Directions for this task.
Retype, exactly as they appear below, the lines between the line holding "for every instance of the flagpole, set" and the line holding "for every instance of the building entrance, set", both ends included.

Records.
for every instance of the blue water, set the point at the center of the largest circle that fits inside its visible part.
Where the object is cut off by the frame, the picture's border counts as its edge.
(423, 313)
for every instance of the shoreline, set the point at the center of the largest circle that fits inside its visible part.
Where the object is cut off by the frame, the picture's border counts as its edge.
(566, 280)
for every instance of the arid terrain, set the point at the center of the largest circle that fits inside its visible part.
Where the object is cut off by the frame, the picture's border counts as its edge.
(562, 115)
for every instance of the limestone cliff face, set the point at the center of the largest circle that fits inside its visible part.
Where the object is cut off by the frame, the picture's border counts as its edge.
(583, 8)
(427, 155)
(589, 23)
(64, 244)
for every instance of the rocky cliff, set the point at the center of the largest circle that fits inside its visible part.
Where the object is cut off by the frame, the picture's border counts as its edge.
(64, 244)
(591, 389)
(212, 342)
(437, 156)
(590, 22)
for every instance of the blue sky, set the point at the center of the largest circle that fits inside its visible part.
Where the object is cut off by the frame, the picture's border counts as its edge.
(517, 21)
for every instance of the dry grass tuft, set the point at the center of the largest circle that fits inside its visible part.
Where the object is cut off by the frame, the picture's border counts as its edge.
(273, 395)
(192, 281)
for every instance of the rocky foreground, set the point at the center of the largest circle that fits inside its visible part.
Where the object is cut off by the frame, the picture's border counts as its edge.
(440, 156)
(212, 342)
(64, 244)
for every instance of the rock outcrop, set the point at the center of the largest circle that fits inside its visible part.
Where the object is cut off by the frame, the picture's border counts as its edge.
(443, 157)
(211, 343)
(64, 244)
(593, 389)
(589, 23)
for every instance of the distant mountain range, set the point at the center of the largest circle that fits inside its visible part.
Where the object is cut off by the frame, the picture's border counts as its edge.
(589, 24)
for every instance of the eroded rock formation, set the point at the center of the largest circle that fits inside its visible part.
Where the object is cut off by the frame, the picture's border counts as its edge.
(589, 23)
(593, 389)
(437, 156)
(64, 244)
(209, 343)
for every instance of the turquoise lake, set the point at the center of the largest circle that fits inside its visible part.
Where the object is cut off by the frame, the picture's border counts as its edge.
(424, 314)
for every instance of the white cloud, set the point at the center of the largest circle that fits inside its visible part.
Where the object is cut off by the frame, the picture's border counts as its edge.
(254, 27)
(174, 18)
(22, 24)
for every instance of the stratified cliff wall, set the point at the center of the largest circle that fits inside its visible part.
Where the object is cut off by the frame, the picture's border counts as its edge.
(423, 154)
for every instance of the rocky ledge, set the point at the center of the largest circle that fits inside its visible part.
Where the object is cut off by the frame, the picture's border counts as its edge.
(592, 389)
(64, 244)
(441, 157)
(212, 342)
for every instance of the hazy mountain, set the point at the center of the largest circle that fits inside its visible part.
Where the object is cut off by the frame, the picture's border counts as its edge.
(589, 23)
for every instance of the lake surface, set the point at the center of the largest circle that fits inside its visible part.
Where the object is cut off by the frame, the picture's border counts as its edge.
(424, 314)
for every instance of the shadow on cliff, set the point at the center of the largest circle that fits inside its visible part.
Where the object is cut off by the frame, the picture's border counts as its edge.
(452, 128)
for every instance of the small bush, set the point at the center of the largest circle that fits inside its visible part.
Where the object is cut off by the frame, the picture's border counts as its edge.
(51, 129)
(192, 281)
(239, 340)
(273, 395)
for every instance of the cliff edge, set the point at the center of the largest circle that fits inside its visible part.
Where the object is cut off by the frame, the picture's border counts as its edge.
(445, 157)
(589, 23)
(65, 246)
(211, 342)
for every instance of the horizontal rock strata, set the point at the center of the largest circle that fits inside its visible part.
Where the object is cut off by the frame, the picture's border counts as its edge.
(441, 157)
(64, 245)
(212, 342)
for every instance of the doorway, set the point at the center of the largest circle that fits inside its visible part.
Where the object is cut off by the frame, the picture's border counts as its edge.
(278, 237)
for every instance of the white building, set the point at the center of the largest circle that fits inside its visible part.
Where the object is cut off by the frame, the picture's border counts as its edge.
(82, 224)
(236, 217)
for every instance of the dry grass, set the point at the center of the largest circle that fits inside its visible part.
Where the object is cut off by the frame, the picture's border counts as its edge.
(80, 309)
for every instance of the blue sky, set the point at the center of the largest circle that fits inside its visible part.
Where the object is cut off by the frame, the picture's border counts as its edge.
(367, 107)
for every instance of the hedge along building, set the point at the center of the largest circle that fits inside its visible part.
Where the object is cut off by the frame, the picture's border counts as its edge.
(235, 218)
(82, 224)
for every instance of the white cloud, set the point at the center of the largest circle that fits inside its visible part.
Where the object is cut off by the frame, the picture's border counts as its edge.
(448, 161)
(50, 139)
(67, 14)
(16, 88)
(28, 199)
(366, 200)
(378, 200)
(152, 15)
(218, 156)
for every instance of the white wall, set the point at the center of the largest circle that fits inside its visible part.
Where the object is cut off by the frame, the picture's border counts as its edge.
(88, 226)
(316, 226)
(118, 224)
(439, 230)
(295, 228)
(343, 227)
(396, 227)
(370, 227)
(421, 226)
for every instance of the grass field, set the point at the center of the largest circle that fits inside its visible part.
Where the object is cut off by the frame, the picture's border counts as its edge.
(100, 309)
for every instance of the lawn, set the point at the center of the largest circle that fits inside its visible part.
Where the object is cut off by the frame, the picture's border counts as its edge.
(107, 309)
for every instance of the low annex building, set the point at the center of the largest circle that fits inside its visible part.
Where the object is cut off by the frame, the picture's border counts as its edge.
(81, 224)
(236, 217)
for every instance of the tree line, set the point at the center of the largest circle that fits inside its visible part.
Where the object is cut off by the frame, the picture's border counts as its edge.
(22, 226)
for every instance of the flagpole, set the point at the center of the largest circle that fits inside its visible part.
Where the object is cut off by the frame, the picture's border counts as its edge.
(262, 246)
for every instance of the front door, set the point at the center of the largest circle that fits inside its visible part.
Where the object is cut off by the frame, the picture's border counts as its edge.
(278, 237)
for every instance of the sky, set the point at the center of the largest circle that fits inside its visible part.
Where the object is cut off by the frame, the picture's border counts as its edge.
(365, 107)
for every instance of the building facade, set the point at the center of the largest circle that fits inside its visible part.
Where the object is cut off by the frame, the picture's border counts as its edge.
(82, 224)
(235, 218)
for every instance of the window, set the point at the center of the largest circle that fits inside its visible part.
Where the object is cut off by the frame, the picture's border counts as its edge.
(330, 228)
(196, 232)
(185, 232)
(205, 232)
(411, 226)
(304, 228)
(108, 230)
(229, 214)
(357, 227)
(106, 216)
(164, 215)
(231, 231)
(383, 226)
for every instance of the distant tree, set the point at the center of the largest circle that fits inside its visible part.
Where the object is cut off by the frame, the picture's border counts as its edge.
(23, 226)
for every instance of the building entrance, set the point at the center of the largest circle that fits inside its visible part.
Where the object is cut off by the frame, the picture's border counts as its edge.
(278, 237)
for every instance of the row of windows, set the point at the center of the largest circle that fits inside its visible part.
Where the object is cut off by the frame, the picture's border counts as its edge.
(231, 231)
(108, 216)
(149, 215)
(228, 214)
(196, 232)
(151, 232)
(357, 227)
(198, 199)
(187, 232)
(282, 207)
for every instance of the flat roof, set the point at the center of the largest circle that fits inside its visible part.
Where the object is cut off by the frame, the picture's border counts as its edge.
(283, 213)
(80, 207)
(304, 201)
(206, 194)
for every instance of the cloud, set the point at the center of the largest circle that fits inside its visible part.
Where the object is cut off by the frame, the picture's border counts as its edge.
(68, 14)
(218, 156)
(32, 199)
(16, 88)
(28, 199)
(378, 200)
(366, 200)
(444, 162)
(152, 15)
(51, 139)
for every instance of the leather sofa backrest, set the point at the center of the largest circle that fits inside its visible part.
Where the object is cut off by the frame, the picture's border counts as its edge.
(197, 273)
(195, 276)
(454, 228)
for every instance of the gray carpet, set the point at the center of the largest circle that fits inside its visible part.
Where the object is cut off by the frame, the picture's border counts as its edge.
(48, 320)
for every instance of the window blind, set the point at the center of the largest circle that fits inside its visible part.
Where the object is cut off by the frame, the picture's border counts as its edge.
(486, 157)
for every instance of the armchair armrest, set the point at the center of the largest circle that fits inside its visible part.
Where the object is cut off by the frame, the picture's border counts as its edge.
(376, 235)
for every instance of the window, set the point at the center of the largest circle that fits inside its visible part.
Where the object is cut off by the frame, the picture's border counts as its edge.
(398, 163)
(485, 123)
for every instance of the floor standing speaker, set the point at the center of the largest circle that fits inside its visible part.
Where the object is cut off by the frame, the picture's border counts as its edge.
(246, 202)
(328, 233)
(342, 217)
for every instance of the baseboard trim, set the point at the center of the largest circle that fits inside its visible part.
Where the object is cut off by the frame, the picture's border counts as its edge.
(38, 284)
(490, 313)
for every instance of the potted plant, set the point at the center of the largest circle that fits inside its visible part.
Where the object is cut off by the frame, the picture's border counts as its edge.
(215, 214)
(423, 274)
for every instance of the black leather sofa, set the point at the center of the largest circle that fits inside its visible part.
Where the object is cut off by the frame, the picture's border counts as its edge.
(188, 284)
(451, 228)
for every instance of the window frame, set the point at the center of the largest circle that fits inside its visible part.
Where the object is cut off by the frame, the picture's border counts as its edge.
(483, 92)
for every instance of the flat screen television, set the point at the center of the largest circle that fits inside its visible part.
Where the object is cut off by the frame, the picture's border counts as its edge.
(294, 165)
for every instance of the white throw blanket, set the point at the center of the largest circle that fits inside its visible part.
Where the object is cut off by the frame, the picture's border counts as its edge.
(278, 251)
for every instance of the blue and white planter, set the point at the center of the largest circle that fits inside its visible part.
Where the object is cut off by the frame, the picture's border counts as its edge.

Result of this exercise.
for every instance of the flagpole, set the point at the center of the largest circle that fits inside its visible part.
Where the object is cut off by the frame, the picture's border counts as its edge.
(262, 246)
for every instance of the front door, set the point at the center of the largest circle that fits inside its visible part.
Where the object is cut off by the frame, the picture's border counts as its edge.
(278, 237)
for every instance of the sky, set the point at the center of the largest circle that fits inside its visible part.
Where the object is cut off by the frame, the picture's border counts as its edge.
(365, 107)
for every instance of the building facade, set the point at the center of the largest circle that fits inside its visible part.
Where the object is cut off by the frame, the picture's border counts as its edge.
(82, 224)
(235, 218)
for every instance of the window, set the point at the center of the largest circle that fits inside its visible part.
Where the object is cut off by the frame, the picture's border counts as its edge.
(330, 228)
(196, 232)
(185, 232)
(205, 232)
(411, 226)
(304, 228)
(108, 230)
(229, 214)
(357, 227)
(106, 216)
(164, 215)
(231, 231)
(383, 226)
for every instance of the distant tree, set the point at the center of the largest circle that fits inside its visible part.
Where the object is cut off by the frame, the picture's border counts as its edge.
(23, 226)
for every instance of the building entrance, set the point at the center of the largest circle that fits inside its visible part.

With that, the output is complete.